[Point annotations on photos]
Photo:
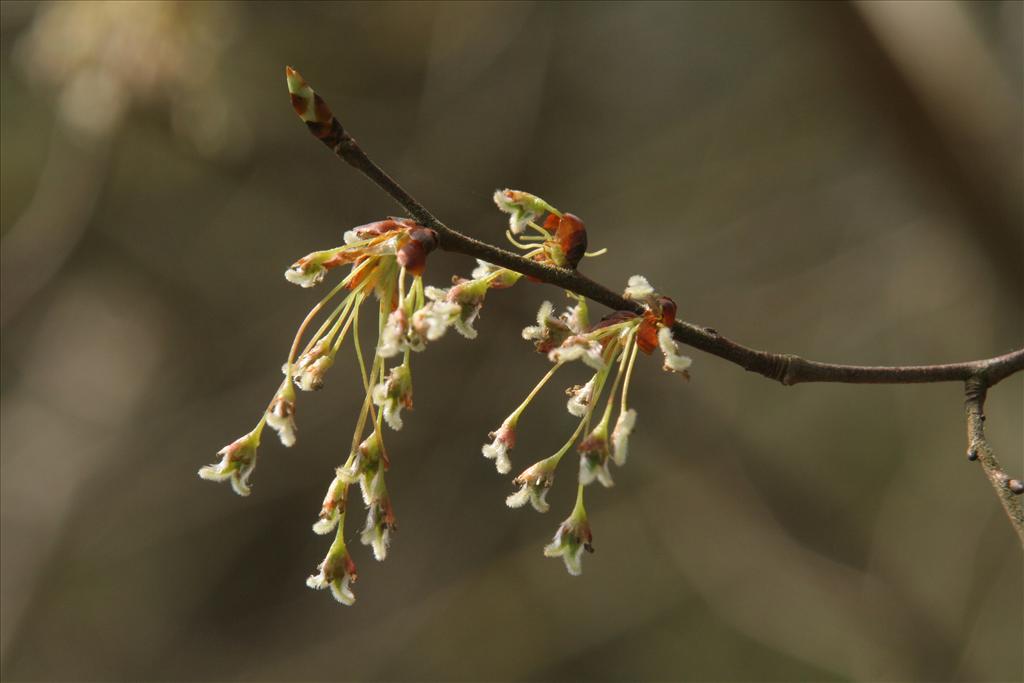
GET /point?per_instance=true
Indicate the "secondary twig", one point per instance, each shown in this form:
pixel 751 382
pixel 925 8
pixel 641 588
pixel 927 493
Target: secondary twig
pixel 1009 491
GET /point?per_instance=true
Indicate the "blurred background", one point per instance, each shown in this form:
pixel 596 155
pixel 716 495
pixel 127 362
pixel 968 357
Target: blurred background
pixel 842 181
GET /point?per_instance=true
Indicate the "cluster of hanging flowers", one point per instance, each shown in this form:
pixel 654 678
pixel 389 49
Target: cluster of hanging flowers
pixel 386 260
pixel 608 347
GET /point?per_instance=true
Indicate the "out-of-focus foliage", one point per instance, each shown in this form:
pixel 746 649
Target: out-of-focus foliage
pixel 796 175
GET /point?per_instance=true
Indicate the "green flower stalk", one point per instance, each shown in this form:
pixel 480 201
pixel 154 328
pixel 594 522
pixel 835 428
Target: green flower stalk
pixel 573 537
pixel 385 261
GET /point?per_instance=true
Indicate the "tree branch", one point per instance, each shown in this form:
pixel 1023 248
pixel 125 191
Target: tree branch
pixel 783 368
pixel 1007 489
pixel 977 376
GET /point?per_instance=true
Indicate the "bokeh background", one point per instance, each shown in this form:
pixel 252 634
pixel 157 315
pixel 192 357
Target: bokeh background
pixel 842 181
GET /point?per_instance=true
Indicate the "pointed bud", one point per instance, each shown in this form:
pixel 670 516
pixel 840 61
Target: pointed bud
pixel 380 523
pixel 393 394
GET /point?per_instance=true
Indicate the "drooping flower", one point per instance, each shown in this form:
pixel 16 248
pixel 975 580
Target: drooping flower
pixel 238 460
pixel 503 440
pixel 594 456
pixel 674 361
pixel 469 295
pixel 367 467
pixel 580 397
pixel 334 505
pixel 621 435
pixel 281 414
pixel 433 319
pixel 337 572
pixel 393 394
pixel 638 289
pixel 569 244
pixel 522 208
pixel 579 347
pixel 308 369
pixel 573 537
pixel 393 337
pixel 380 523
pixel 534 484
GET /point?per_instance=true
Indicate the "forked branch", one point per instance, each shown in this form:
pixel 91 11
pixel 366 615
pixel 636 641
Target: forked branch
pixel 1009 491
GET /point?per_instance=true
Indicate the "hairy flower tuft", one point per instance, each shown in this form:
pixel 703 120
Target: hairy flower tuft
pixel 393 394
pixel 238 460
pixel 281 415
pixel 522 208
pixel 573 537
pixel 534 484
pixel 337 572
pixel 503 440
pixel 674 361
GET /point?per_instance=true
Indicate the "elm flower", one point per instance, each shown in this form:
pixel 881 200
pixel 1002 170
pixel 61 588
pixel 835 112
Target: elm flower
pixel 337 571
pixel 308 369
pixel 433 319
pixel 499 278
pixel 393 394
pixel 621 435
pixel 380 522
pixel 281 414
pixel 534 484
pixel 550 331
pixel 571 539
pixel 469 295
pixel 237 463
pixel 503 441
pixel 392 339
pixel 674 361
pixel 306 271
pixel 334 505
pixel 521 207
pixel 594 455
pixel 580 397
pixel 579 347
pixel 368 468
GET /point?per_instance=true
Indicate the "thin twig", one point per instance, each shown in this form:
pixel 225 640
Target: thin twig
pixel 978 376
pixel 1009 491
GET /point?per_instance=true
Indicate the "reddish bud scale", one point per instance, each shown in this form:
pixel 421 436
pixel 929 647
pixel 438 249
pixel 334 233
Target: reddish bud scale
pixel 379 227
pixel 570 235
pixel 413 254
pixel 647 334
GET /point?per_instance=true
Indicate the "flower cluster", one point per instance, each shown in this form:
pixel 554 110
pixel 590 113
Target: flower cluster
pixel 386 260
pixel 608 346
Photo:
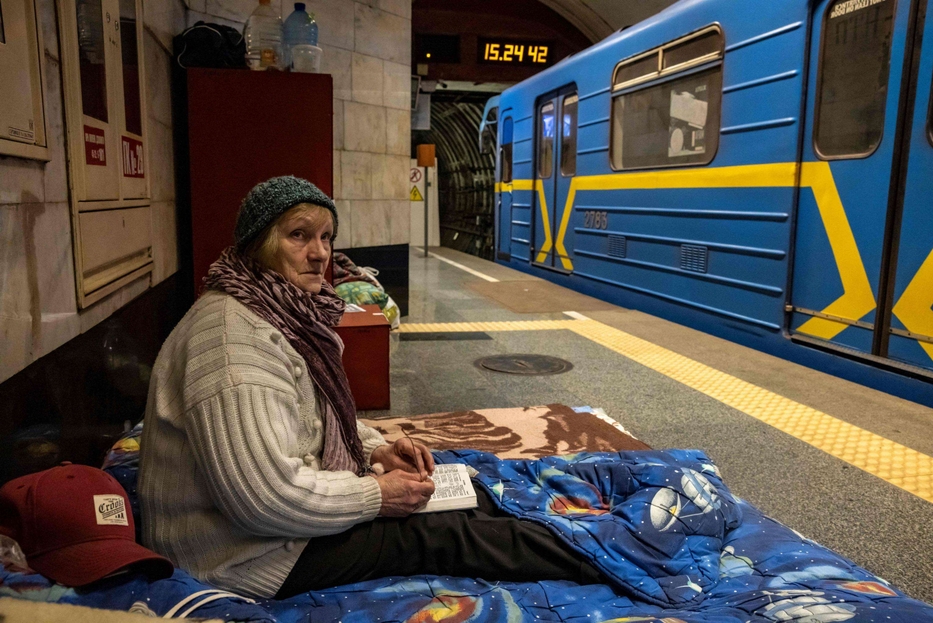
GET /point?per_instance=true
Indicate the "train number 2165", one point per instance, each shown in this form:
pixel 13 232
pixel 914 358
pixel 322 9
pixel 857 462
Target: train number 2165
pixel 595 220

---

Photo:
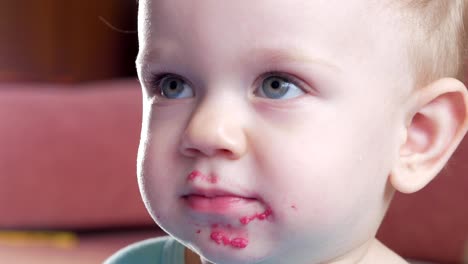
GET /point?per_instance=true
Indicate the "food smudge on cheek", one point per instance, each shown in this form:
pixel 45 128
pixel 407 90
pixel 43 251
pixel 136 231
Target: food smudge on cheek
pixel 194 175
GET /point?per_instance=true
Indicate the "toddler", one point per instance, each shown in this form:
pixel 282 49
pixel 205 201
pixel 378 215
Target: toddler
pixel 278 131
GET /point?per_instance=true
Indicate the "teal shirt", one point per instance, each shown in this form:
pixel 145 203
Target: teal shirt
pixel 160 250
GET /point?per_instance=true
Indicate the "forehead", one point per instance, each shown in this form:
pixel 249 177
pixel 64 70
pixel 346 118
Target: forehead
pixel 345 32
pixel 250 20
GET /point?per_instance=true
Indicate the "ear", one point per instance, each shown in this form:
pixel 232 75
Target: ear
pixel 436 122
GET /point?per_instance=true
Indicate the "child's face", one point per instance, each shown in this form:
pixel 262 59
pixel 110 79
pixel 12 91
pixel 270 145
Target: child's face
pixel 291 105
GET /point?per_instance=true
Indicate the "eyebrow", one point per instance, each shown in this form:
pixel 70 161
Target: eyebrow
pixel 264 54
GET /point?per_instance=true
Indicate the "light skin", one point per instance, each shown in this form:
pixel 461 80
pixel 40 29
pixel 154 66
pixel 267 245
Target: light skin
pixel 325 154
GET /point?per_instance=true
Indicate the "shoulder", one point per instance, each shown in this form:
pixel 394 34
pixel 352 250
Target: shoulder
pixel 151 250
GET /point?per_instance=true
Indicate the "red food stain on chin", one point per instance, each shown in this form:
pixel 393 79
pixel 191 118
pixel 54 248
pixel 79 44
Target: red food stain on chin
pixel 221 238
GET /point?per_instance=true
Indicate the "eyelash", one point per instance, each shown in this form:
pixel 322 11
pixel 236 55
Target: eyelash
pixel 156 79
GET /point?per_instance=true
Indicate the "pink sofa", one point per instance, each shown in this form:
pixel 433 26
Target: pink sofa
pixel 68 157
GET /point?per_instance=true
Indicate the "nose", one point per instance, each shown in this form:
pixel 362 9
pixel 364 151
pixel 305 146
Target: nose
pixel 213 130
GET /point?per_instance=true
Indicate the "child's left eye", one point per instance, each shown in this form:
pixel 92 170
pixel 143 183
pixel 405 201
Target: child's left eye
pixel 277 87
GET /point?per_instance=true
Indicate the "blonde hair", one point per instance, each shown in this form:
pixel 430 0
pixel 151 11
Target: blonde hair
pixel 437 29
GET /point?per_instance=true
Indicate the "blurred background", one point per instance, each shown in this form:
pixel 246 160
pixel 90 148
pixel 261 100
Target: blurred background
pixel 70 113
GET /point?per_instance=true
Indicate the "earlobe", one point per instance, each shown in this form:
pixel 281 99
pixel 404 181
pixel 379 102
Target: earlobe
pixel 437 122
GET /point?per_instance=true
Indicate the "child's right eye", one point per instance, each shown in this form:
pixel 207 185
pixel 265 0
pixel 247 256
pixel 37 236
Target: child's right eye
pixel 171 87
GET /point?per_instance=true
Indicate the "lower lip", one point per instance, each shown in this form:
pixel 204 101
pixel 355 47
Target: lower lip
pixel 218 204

Task details
Which lines in the rows above contain the string "forehead"? Copy each of them out.

Answer to this problem
Indicate the "forehead", one point per instance, each shown in this form:
Target: forehead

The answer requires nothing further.